Veuillez réécrire toutes les lignes ci-dessous sous forme de tableau Markdown à deux colonnes, « Numéro » pour le rang de chaque ligne et « Ligne » pour son texte, en laissant de côté les lignes vides.
**** Lignes affichées ****
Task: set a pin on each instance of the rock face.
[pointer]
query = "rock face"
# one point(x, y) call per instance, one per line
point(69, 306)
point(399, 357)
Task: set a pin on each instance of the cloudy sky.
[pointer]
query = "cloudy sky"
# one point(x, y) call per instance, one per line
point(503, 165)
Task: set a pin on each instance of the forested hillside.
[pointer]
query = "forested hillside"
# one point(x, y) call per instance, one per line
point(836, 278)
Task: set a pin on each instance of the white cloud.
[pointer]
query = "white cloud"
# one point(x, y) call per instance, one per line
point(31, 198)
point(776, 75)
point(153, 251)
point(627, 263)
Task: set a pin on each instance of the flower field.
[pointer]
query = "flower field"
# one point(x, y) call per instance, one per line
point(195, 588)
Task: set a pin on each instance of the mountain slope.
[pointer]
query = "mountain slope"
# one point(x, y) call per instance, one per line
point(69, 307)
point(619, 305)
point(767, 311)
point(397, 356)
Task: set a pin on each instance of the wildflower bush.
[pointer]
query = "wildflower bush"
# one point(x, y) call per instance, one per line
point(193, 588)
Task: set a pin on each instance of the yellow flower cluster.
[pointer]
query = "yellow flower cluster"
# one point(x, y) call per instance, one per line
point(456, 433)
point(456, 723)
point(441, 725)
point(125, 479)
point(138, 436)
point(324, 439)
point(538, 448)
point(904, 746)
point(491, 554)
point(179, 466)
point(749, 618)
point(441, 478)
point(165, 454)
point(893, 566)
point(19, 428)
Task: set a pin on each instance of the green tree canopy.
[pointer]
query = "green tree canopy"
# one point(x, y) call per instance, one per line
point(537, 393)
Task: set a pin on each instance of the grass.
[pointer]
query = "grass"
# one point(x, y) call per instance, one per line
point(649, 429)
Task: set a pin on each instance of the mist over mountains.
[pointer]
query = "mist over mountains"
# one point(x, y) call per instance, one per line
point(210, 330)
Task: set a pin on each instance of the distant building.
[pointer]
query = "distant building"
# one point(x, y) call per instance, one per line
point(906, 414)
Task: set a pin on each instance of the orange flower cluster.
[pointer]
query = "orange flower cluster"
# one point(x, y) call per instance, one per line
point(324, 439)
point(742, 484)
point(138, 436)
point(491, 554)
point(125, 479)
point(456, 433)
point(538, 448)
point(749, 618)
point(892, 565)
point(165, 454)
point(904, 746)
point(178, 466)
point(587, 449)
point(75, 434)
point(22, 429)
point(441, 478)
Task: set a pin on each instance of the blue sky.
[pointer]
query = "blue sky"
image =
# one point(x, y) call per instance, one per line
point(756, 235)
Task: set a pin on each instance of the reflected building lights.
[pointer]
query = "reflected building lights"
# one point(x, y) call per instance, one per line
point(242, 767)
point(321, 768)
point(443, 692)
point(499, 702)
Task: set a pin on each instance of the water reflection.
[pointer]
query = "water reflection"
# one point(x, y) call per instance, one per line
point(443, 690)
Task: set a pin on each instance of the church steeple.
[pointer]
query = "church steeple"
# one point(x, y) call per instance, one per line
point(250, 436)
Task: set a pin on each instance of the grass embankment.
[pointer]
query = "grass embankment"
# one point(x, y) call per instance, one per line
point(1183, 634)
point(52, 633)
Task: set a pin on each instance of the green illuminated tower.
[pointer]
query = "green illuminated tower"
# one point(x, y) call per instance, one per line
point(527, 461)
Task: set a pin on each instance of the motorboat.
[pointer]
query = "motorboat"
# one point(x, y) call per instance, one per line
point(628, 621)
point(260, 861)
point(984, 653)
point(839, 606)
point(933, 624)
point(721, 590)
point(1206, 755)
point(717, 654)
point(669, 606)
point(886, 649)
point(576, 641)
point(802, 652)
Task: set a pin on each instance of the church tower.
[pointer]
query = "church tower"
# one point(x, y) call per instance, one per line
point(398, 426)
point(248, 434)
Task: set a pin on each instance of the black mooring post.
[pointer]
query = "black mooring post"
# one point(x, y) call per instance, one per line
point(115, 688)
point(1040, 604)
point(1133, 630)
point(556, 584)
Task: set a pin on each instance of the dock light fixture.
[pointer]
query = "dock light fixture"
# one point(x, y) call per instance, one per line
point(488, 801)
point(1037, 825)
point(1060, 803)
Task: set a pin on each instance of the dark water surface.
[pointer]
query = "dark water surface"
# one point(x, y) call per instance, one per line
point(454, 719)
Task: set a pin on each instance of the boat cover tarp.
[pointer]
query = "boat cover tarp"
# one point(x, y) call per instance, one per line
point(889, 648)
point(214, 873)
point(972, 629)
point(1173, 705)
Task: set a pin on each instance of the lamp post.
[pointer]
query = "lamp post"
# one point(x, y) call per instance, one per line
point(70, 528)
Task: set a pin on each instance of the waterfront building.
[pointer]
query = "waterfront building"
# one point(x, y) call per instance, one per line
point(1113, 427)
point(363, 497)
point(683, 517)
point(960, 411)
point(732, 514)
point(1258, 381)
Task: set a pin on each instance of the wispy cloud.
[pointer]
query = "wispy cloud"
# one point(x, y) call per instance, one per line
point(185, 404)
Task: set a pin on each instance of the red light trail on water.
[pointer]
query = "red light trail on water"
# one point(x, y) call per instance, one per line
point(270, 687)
****
Solution:
| Numéro | Ligne |
|---|---|
| 1 | Task: set a pin on each instance of the rock face. |
| 2 | [pointer] |
| 3 | query = "rock face" |
| 4 | # one point(x, y) call per instance, one per line |
| 5 | point(69, 306) |
| 6 | point(399, 357) |
| 7 | Task: set a pin on each instance of the cloudy sky. |
| 8 | [pointer] |
| 9 | query = "cloudy sky" |
| 10 | # one point(x, y) call per instance, one per line |
| 11 | point(503, 165) |
| 12 | Task: set a pin on each instance of the forested hillside. |
| 13 | [pointer] |
| 14 | query = "forested hillside" |
| 15 | # one point(x, y) call per instance, one per line |
| 16 | point(836, 278) |
| 17 | Task: set a pin on each instance of the white cloud. |
| 18 | [pointer] |
| 19 | query = "white cloud" |
| 20 | # one point(x, y) call per instance, one per line |
| 21 | point(31, 198) |
| 22 | point(776, 75) |
| 23 | point(153, 251) |
| 24 | point(627, 263) |
| 25 | Task: set a pin on each instance of the flower field. |
| 26 | [pointer] |
| 27 | query = "flower field" |
| 28 | # one point(x, y) call per instance, one per line |
| 29 | point(195, 588) |
| 30 | Task: set a pin on each instance of the mountain slope. |
| 31 | [pointer] |
| 32 | query = "mountain slope" |
| 33 | # one point(x, y) call per instance, one per line |
| 34 | point(69, 307) |
| 35 | point(619, 305) |
| 36 | point(767, 311) |
| 37 | point(397, 356) |
| 38 | Task: set a pin on each instance of the wildflower bush. |
| 39 | [pointer] |
| 40 | query = "wildflower bush" |
| 41 | # one point(x, y) call per instance, one per line |
| 42 | point(193, 588) |
| 43 | Task: set a pin on each instance of the yellow flower cluster. |
| 44 | [pointer] |
| 45 | query = "yellow flower cluster" |
| 46 | # one point(x, y) call per instance, one per line |
| 47 | point(456, 433) |
| 48 | point(456, 723) |
| 49 | point(441, 725) |
| 50 | point(125, 479) |
| 51 | point(138, 436) |
| 52 | point(324, 439) |
| 53 | point(538, 448) |
| 54 | point(904, 746) |
| 55 | point(491, 554) |
| 56 | point(179, 466) |
| 57 | point(749, 618) |
| 58 | point(441, 478) |
| 59 | point(165, 454) |
| 60 | point(893, 566) |
| 61 | point(19, 428) |
| 62 | Task: set a pin on each instance of the green tree canopy. |
| 63 | [pointer] |
| 64 | query = "green tree canopy" |
| 65 | # one point(x, y) call per instance, one per line |
| 66 | point(537, 393) |
| 67 | Task: set a pin on each instance of the grass. |
| 68 | [pointer] |
| 69 | query = "grass" |
| 70 | # one point(x, y) call per instance, one per line |
| 71 | point(649, 429) |
| 72 | Task: set a pin on each instance of the mist over mountains. |
| 73 | [pointer] |
| 74 | query = "mist over mountains" |
| 75 | # one point(x, y) call per instance, one per line |
| 76 | point(210, 330) |
| 77 | Task: set a pin on each instance of the distant building. |
| 78 | [pointer] |
| 79 | query = "distant building" |
| 80 | # one point(x, y) call per instance, one per line |
| 81 | point(906, 414) |
| 82 | Task: set a pin on each instance of the orange flower cluster. |
| 83 | [pointer] |
| 84 | query = "orange flower cluster" |
| 85 | # one point(x, y) call per instance, one per line |
| 86 | point(324, 439) |
| 87 | point(742, 484) |
| 88 | point(138, 436) |
| 89 | point(491, 554) |
| 90 | point(125, 479) |
| 91 | point(456, 433) |
| 92 | point(538, 448) |
| 93 | point(749, 618) |
| 94 | point(892, 565) |
| 95 | point(165, 454) |
| 96 | point(904, 746) |
| 97 | point(178, 466) |
| 98 | point(587, 449) |
| 99 | point(75, 434) |
| 100 | point(22, 429) |
| 101 | point(441, 478) |
| 102 | Task: set a pin on each instance of the blue sky. |
| 103 | [pointer] |
| 104 | query = "blue sky" |
| 105 | image = |
| 106 | # one point(x, y) call per instance, one per line |
| 107 | point(756, 235) |
| 108 | Task: set a pin on each instance of the reflected building lights. |
| 109 | [pointer] |
| 110 | query = "reflected building lights" |
| 111 | # one point(x, y) call per instance, one per line |
| 112 | point(242, 767) |
| 113 | point(321, 768) |
| 114 | point(443, 692) |
| 115 | point(499, 702) |
| 116 | Task: set a pin on each instance of the water reflection. |
| 117 | [pointer] |
| 118 | query = "water reflection" |
| 119 | # one point(x, y) call per instance, one per line |
| 120 | point(443, 690) |
| 121 | Task: set a pin on each instance of the church steeple. |
| 122 | [pointer] |
| 123 | query = "church steeple" |
| 124 | # one point(x, y) call per instance, one per line |
| 125 | point(250, 436) |
| 126 | Task: set a pin on each instance of the grass embankment. |
| 127 | [pointer] |
| 128 | query = "grass embankment" |
| 129 | # one point(x, y) call per instance, one per line |
| 130 | point(1183, 634) |
| 131 | point(52, 633) |
| 132 | Task: set a pin on each instance of the green illuminated tower. |
| 133 | [pointer] |
| 134 | query = "green illuminated tower" |
| 135 | # one point(x, y) call per instance, one per line |
| 136 | point(527, 461) |
| 137 | Task: set a pin on each instance of the motorboat. |
| 138 | [pointer] |
| 139 | query = "motorboat" |
| 140 | # one point(x, y) call per instance, one per line |
| 141 | point(628, 621) |
| 142 | point(260, 861) |
| 143 | point(984, 653) |
| 144 | point(839, 606) |
| 145 | point(933, 624) |
| 146 | point(721, 590) |
| 147 | point(1206, 755) |
| 148 | point(717, 654) |
| 149 | point(669, 606) |
| 150 | point(886, 649) |
| 151 | point(576, 641) |
| 152 | point(802, 652) |
| 153 | Task: set a pin on each instance of the church tower. |
| 154 | [pointer] |
| 155 | query = "church tower" |
| 156 | # one point(x, y) call per instance, one per line |
| 157 | point(398, 426) |
| 158 | point(248, 434) |
| 159 | Task: set a pin on each instance of the black mooring post. |
| 160 | [pointer] |
| 161 | query = "black mooring post" |
| 162 | # one point(x, y) call per instance, one per line |
| 163 | point(115, 688) |
| 164 | point(1040, 604) |
| 165 | point(1133, 630) |
| 166 | point(556, 584) |
| 167 | Task: set a pin on each instance of the dock light fixture. |
| 168 | [pointer] |
| 169 | query = "dock light fixture" |
| 170 | # one point(x, y) call per instance, one per line |
| 171 | point(488, 801) |
| 172 | point(1037, 825) |
| 173 | point(1060, 803) |
| 174 | Task: set a pin on each instance of the dark water surface. |
| 175 | [pointer] |
| 176 | query = "dark water surface" |
| 177 | # one point(x, y) call per instance, one per line |
| 178 | point(454, 719) |
| 179 | Task: set a pin on each instance of the boat cover tarp. |
| 180 | [pointer] |
| 181 | query = "boat cover tarp" |
| 182 | # one point(x, y) call per instance, one per line |
| 183 | point(889, 648) |
| 184 | point(214, 873) |
| 185 | point(972, 629) |
| 186 | point(1173, 705) |
| 187 | Task: set a pin on each instance of the lamp post. |
| 188 | [pointer] |
| 189 | query = "lamp post" |
| 190 | # one point(x, y) call per instance, one per line |
| 191 | point(70, 528) |
| 192 | Task: set a pin on each instance of the waterfront building. |
| 193 | [pointer] |
| 194 | query = "waterfront building" |
| 195 | # one point(x, y) call per instance, one per line |
| 196 | point(1113, 427) |
| 197 | point(363, 497) |
| 198 | point(683, 517) |
| 199 | point(960, 411) |
| 200 | point(732, 514) |
| 201 | point(1258, 381) |
| 202 | Task: set a pin on each instance of the wispy cloud. |
| 203 | [pointer] |
| 204 | query = "wispy cloud" |
| 205 | # one point(x, y) call per instance, one per line |
| 206 | point(185, 404) |
| 207 | Task: set a pin on each instance of the red light trail on water. |
| 208 | [pointer] |
| 209 | query = "red light trail on water" |
| 210 | # one point(x, y) call per instance, one per line |
| 211 | point(270, 687) |